Write out exactly the lines of the entries below from the one holding "point: one pixel per instance, each like <point>531,406</point>." to the one holding "point: one pixel per instance, each like <point>10,1066</point>.", inclusive, and leave out all other lines.

DATA RECORDS =

+ + + + + + +

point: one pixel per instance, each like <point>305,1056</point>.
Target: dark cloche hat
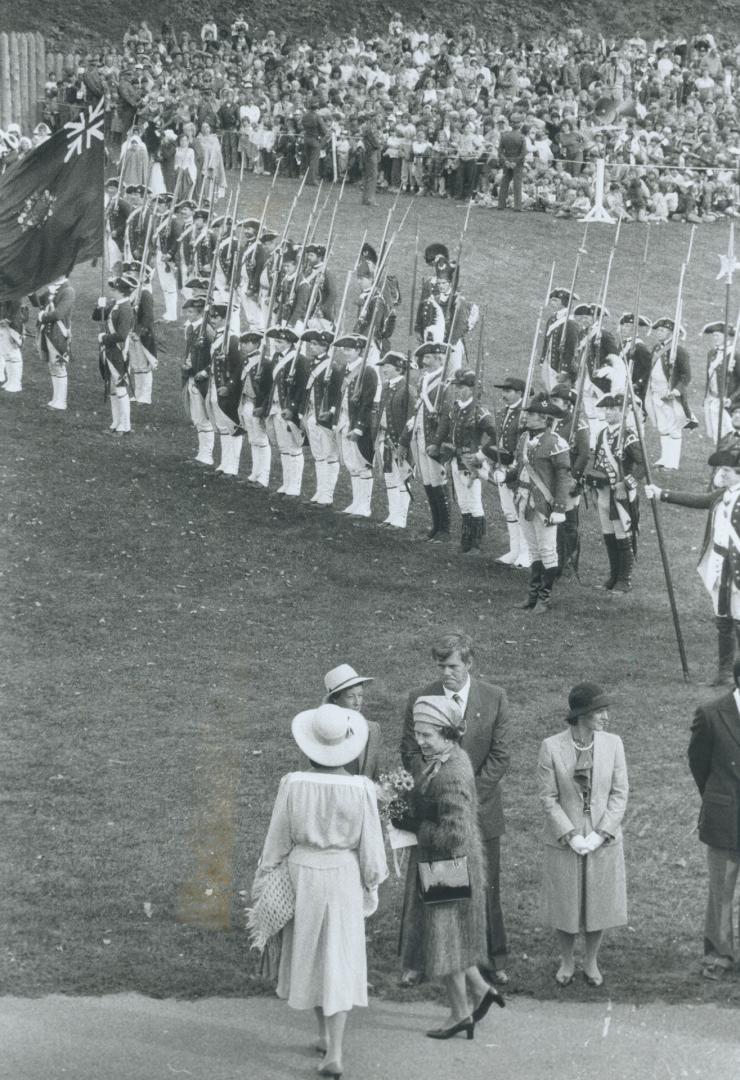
<point>586,698</point>
<point>726,459</point>
<point>433,251</point>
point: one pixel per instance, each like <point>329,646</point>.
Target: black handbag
<point>444,880</point>
<point>595,478</point>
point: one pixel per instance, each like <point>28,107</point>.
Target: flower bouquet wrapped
<point>393,790</point>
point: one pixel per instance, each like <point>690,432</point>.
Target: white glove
<point>370,902</point>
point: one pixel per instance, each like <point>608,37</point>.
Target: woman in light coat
<point>583,788</point>
<point>325,824</point>
<point>447,940</point>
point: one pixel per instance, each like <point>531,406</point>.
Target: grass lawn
<point>162,626</point>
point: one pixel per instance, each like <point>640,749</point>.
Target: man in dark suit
<point>714,760</point>
<point>512,152</point>
<point>486,742</point>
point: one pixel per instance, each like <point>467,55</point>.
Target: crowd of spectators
<point>664,115</point>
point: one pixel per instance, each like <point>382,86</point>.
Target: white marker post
<point>597,213</point>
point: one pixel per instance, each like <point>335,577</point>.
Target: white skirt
<point>323,960</point>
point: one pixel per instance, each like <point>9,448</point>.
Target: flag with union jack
<point>51,206</point>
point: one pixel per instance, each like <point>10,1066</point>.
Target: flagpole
<point>725,359</point>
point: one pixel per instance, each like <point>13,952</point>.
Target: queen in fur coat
<point>446,941</point>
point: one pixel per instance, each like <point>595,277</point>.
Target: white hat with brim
<point>341,678</point>
<point>331,736</point>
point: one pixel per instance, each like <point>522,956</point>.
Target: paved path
<point>129,1037</point>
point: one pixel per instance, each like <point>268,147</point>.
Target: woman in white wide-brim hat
<point>346,688</point>
<point>325,823</point>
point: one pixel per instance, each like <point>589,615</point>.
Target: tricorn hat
<point>727,459</point>
<point>586,698</point>
<point>610,401</point>
<point>511,383</point>
<point>564,392</point>
<point>562,294</point>
<point>628,319</point>
<point>318,337</point>
<point>543,406</point>
<point>397,360</point>
<point>282,333</point>
<point>431,349</point>
<point>717,327</point>
<point>341,678</point>
<point>433,251</point>
<point>355,341</point>
<point>465,377</point>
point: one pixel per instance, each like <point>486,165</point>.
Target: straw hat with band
<point>331,736</point>
<point>441,712</point>
<point>341,678</point>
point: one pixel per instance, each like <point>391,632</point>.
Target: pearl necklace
<point>579,747</point>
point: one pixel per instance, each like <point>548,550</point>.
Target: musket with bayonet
<point>318,280</point>
<point>533,354</point>
<point>632,346</point>
<point>368,345</point>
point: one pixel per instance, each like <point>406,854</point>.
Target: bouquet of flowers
<point>392,791</point>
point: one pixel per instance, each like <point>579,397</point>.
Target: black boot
<point>549,575</point>
<point>442,514</point>
<point>432,507</point>
<point>613,554</point>
<point>467,536</point>
<point>535,584</point>
<point>726,631</point>
<point>626,565</point>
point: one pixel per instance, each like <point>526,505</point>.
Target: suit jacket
<point>712,554</point>
<point>561,796</point>
<point>485,741</point>
<point>714,760</point>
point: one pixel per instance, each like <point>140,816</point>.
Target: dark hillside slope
<point>95,21</point>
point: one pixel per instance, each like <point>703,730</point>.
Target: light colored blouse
<point>326,814</point>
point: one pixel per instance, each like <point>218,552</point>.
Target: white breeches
<point>468,491</point>
<point>712,419</point>
<point>541,539</point>
<point>619,528</point>
<point>351,458</point>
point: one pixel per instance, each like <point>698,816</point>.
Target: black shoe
<point>448,1033</point>
<point>490,997</point>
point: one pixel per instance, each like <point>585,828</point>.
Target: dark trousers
<point>507,176</point>
<point>496,934</point>
<point>312,151</point>
<point>467,174</point>
<point>371,178</point>
<point>229,144</point>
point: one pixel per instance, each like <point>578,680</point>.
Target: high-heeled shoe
<point>330,1069</point>
<point>448,1033</point>
<point>490,997</point>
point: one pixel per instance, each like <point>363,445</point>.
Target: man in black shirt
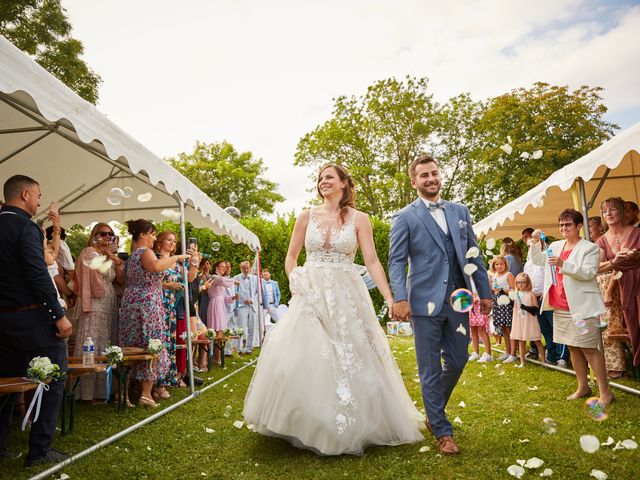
<point>32,322</point>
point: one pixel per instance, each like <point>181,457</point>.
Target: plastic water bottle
<point>88,352</point>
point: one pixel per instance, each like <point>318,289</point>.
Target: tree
<point>375,136</point>
<point>221,172</point>
<point>41,29</point>
<point>564,125</point>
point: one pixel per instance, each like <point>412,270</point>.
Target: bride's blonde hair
<point>348,192</point>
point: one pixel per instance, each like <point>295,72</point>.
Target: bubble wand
<point>543,239</point>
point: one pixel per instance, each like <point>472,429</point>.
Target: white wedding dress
<point>326,379</point>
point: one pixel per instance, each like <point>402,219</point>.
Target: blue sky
<point>262,73</point>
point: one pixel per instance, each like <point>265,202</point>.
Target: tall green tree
<point>563,124</point>
<point>41,29</point>
<point>375,136</point>
<point>222,172</point>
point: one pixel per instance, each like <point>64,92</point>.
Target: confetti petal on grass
<point>534,462</point>
<point>598,474</point>
<point>506,148</point>
<point>469,269</point>
<point>473,252</point>
<point>515,471</point>
<point>589,443</point>
<point>503,300</point>
<point>610,441</point>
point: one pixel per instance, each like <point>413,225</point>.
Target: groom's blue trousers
<point>441,352</point>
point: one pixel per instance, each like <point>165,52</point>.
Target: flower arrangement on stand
<point>41,371</point>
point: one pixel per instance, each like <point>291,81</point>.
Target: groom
<point>433,237</point>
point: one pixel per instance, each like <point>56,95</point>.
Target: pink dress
<point>217,311</point>
<point>525,325</point>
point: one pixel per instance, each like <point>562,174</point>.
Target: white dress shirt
<point>438,216</point>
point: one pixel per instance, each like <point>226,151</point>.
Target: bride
<point>325,379</point>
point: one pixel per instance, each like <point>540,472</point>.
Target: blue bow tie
<point>433,206</point>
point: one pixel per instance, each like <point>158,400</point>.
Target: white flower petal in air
<point>503,300</point>
<point>589,443</point>
<point>473,252</point>
<point>470,269</point>
<point>145,197</point>
<point>534,462</point>
<point>515,471</point>
<point>506,148</point>
<point>97,261</point>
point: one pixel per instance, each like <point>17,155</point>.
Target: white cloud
<point>261,74</point>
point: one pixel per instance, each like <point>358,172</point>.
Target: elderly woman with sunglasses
<point>575,300</point>
<point>97,269</point>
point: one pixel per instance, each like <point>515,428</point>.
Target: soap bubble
<point>461,300</point>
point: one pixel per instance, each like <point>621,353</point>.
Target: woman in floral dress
<point>142,315</point>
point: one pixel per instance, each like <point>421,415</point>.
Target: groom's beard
<point>430,191</point>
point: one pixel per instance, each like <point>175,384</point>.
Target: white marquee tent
<point>49,133</point>
<point>612,169</point>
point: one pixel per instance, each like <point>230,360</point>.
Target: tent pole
<point>187,313</point>
<point>585,208</point>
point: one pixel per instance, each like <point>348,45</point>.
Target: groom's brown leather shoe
<point>447,446</point>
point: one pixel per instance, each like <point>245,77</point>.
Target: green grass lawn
<point>501,422</point>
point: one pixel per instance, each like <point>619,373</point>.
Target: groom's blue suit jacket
<point>416,242</point>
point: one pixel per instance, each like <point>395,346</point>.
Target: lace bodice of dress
<point>331,242</point>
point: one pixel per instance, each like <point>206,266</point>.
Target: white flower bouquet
<point>113,354</point>
<point>155,346</point>
<point>41,369</point>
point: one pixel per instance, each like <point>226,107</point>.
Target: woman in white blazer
<point>575,300</point>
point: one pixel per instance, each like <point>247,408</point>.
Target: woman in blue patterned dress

+ + + + + + +

SOLUTION BELOW =
point: one pixel per instance, each like <point>531,406</point>.
Target: grass lawn
<point>162,626</point>
point: one pixel per instance, each like <point>640,749</point>.
Target: man in dark suit
<point>714,760</point>
<point>512,152</point>
<point>486,742</point>
point: one pixel per instance, each like <point>467,55</point>.
Target: crowd of spectators
<point>664,115</point>
point: one pixel per instance, each like <point>382,86</point>.
Target: white marker post
<point>597,213</point>
point: one pixel per instance, each like <point>335,577</point>.
Target: white skirt
<point>323,960</point>
point: one pixel per instance, each like <point>9,448</point>.
Target: flag with union jack
<point>51,206</point>
point: one pixel per instance, each like <point>10,1066</point>.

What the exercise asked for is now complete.